**DOCUMENT PASSAGE**
━━━━━━━━━━━━━━━━━━━━━━━━━━━━━━

The 70-year-old patient in the Auckland Hospital in New Zealand had suspiciously low blood pressure. The doctors were stumped. But they had an unusual experimental tool at their disposal: a unique computer program that analyzes a magnetic-resonance imaging (MRI) scan, measuring the motion of a patient’s heart and comparing it to that of a “healthy” virtual heart constructed not of blood and tissue but from mathematical equations. The analysis handed the clinic’s experts the smoking gun: part of the heart was twisting in a pattern often associated with a partially blocked valve, which, untreated, would probably kill the patient within three years.
To diagnose this disorder, surgeons would normally have to crack open the patient’s chest. But the software had accurately identified the problem in about 15 minutes. “It helps point out where the heart wall may be failing,” says Peter Hunter, the University of Auckland bioengineer whose team developed the software in collaboration with the German company Siemens.
The MRI analysis program is just one of a rapidly growing number of medical applications emerging from an ambitious global effort known as the cardiome project. The goal of this multilab endeavor is to build a virtual heart: a computer model that accurately depicts everything from a single cardiac cell up to the whole organ, from the interwoven electrochemical activities of millions of cells to the delicately synchronized pumping of blood. The model should even be able to “suffer” from the blocked arteries, weakened muscles, and erratic electrical rhythms that characterize heart diseases.
Medical researchers have been working on computer models of the heart for decades. But thanks to exponential leaps in available computer power, rapid progress in describing the precise and complex details of how the heart actually works, and the fashioning of mathematical representations of those details, increasingly lifelike models of the heart are beginning to yield real health dividends. Insights gleaned from the virtual-heart project are leading to new approaches to diagnosis, surgery, and drug discovery, with the potential to improve or even save the lives of the more than 13 million people in the United States alone who suffer ailments ranging from heart attacks caused by clogged coronary arteries to potentially fatal abnormal heartbeats triggered by rare genetic mutations. “We can do a good job now of modeling on a computer what happens to cardiac cells in heart failure, and predicting how a heart contraction will respond to a drug or other stimulus,” says Andrew McCulloch of the University of California, San Diego, a leading researcher in the field. “It’s allowing us to answer a lot of experimental and clinical questions.”
The virtual heart is a work in progress that does not yet mimic many of the intricate and still mysterious genetic, cellular, and mechanical processes that take place in real hearts. Nevertheless, as the project’s computer models improve over the next several years, they could revolutionize the diagnosis and treatment of heart disease by casting new light on the complex workings of the organ, and serving as tools for quickly and cheaply testing drugs, diagnostic devices, and surgical treatments that are still too risky to try on humans.

━━━━━━━━━━━━━━━━━━━━━━━━━━━━━━

Dataset entries

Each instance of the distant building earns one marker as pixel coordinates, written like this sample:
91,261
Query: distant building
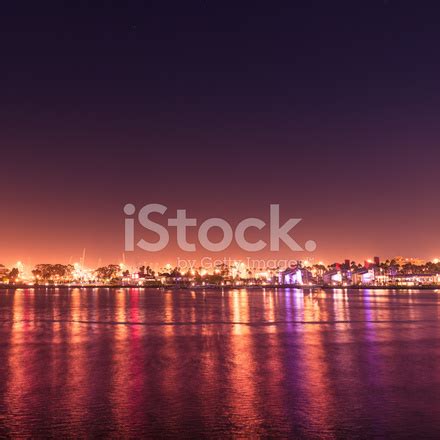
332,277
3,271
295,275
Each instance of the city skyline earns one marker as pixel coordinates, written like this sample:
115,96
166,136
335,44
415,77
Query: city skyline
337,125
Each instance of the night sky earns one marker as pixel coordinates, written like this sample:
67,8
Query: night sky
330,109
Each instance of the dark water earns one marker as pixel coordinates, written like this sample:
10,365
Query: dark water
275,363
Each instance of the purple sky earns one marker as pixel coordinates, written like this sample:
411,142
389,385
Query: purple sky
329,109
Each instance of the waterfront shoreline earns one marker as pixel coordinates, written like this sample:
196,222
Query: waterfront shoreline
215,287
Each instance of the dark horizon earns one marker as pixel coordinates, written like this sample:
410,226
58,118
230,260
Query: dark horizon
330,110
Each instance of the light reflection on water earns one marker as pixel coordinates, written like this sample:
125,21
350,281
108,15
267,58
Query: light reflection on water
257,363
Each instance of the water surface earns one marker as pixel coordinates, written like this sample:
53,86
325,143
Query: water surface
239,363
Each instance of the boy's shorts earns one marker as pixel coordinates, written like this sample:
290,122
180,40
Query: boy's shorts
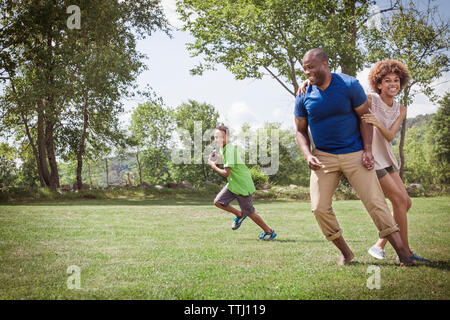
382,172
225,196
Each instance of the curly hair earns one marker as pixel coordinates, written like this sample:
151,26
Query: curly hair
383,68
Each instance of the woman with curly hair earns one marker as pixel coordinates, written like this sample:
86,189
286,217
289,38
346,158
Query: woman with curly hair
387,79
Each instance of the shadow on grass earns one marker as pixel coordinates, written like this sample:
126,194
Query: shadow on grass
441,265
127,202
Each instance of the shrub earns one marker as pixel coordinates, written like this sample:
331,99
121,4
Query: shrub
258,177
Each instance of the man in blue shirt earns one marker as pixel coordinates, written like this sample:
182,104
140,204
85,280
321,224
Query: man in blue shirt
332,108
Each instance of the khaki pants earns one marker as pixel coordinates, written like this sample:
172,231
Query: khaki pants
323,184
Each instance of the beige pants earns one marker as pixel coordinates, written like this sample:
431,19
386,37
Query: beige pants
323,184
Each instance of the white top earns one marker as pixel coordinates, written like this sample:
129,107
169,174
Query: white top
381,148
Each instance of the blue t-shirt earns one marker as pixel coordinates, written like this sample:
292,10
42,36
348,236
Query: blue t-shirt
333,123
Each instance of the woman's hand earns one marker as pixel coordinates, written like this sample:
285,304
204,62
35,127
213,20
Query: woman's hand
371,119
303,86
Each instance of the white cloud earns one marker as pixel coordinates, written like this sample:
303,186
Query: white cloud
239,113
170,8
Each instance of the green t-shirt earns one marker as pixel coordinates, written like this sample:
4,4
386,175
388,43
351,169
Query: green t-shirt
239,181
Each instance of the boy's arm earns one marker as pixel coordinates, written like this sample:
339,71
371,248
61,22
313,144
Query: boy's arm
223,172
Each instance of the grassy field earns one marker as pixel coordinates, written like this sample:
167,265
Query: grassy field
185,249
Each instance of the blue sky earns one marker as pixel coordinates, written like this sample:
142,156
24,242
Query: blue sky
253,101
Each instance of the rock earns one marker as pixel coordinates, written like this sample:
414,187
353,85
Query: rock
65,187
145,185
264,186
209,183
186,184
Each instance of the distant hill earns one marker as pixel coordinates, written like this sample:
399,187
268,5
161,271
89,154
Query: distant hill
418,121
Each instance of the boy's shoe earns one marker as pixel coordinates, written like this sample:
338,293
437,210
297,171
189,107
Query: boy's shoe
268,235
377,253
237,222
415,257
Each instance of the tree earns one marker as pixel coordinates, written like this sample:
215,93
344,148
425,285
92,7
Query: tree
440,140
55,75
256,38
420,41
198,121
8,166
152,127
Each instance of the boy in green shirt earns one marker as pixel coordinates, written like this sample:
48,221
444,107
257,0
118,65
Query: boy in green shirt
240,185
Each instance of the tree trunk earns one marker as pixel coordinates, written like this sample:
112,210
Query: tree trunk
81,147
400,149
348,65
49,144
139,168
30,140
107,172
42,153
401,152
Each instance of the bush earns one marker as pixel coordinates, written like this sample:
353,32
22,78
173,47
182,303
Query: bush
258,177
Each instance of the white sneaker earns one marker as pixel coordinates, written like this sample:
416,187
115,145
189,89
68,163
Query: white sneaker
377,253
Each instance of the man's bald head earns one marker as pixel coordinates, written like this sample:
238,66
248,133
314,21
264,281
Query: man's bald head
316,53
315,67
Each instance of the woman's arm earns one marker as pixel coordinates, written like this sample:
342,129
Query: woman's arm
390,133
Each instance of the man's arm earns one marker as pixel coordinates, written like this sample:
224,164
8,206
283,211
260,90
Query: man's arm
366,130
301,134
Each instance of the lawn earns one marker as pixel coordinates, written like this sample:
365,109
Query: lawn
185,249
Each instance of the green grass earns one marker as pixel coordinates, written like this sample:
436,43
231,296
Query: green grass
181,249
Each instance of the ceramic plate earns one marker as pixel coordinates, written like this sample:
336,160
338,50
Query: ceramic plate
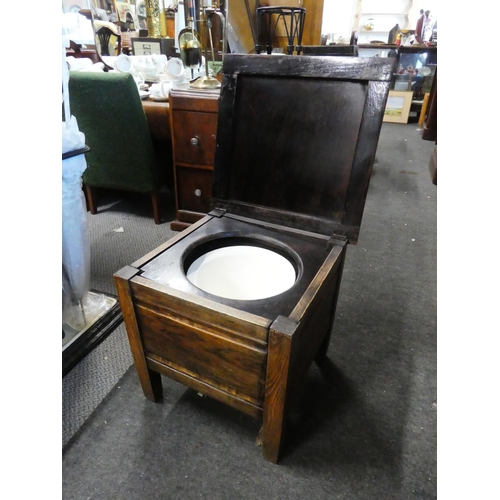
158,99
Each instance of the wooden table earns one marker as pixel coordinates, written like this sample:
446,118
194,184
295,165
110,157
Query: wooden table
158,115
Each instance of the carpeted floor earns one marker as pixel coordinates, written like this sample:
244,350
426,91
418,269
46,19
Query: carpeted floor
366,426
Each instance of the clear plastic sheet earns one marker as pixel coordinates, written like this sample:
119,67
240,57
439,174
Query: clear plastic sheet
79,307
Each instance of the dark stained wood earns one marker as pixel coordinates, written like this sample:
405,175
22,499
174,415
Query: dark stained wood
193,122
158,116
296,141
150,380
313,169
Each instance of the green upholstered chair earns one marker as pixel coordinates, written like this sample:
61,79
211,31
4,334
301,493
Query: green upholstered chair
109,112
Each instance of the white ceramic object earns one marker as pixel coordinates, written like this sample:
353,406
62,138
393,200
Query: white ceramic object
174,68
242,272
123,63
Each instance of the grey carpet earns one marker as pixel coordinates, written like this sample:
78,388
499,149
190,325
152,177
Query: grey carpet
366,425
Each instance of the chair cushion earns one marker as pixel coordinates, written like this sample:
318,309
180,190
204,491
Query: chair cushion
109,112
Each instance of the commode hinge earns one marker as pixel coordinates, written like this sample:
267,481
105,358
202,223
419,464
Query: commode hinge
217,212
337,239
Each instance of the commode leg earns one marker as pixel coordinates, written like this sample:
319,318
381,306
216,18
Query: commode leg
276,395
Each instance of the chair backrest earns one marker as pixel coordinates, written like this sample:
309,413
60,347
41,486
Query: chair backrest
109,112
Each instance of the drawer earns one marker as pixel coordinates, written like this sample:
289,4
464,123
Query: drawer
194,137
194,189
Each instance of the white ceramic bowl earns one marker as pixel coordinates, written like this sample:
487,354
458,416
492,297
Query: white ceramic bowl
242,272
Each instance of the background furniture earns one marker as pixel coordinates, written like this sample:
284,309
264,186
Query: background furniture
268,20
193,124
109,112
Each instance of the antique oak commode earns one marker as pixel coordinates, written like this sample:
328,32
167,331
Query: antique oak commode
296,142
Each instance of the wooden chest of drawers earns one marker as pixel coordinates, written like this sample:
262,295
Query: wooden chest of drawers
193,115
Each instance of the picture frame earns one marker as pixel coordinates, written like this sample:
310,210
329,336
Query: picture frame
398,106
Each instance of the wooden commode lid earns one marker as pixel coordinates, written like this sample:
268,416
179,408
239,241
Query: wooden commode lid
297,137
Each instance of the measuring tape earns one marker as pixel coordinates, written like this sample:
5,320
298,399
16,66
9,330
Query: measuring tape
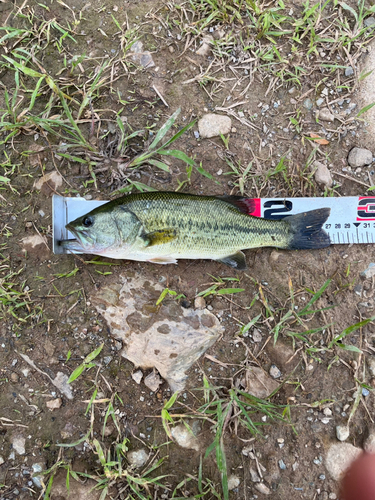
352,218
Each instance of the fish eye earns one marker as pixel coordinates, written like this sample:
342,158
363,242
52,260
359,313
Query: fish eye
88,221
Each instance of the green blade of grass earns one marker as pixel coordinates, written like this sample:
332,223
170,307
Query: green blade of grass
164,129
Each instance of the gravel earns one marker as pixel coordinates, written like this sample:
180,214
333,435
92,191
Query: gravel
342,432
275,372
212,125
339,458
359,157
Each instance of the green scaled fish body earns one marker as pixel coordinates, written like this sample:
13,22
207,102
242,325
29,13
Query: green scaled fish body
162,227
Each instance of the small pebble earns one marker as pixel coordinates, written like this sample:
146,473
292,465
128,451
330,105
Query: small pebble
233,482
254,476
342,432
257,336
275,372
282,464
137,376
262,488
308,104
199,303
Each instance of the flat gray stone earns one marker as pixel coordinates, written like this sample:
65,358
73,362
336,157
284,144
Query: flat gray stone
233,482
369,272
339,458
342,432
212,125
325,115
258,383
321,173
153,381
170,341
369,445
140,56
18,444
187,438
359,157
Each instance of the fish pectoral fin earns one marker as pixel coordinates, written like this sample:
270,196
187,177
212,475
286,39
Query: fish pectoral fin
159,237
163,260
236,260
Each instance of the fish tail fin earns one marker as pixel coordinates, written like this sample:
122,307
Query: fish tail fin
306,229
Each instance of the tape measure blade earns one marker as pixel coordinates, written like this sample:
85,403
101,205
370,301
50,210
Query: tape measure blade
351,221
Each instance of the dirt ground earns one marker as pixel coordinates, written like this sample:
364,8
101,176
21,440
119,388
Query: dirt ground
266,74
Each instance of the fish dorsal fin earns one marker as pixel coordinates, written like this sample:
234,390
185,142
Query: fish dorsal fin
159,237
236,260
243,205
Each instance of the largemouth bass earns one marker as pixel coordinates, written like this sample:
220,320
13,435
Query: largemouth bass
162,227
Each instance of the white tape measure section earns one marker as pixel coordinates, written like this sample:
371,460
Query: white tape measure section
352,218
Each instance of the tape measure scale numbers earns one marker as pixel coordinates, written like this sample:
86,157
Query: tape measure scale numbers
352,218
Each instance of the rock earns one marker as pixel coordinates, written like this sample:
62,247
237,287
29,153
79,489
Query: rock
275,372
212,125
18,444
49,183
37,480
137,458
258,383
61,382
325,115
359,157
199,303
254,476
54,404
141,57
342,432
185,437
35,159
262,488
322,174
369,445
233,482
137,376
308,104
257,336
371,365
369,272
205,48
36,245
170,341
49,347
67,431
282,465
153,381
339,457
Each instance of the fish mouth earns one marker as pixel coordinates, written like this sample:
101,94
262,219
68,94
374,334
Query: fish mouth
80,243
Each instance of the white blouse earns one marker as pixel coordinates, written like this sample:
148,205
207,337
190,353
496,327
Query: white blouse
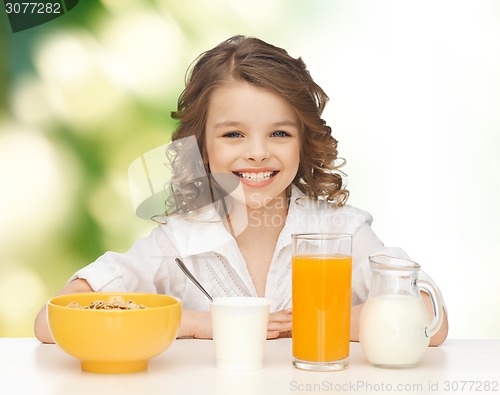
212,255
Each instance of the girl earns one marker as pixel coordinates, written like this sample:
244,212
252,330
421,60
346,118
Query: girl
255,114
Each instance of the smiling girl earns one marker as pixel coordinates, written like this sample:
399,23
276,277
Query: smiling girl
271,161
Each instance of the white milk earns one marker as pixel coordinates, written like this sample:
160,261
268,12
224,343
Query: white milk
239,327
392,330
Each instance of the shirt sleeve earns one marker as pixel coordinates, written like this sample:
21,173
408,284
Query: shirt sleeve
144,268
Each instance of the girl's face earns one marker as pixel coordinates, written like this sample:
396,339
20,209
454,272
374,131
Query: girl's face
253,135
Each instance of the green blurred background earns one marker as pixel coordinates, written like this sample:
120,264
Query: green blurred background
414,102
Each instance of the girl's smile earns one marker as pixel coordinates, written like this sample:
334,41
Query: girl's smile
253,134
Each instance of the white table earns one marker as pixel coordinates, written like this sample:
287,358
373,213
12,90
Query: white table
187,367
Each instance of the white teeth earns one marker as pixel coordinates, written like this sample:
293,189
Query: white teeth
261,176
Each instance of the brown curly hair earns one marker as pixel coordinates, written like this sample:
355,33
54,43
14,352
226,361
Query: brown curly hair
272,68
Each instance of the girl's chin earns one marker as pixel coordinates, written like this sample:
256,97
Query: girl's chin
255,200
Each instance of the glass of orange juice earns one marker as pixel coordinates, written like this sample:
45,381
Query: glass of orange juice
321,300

━━━━━━━━━━━━━━━━━━━━━━━━━━━━━━

**PROBLEMS TO WORK ON**
A: Edit the virtual heart passage from "The virtual heart" to "try on humans.", putting "cardiac disease" in place of "heart disease".
B: According to the virtual heart passage, how long did the software take to identify the 70-year-old patient's heart problem?

**RESULTS FOR THE EXERCISE**
A:
The virtual heart is a work in progress that does not yet mimic many of the intricate and still mysterious genetic, cellular, and mechanical processes that take place in real hearts. Nevertheless, as the project’s computer models improve over the next several years, they could revolutionize the diagnosis and treatment of cardiac disease by casting new light on the complex workings of the organ, and serving as tools for quickly and cheaply testing drugs, diagnostic devices, and surgical treatments that are still too risky to try on humans.

B: About 15 minutes.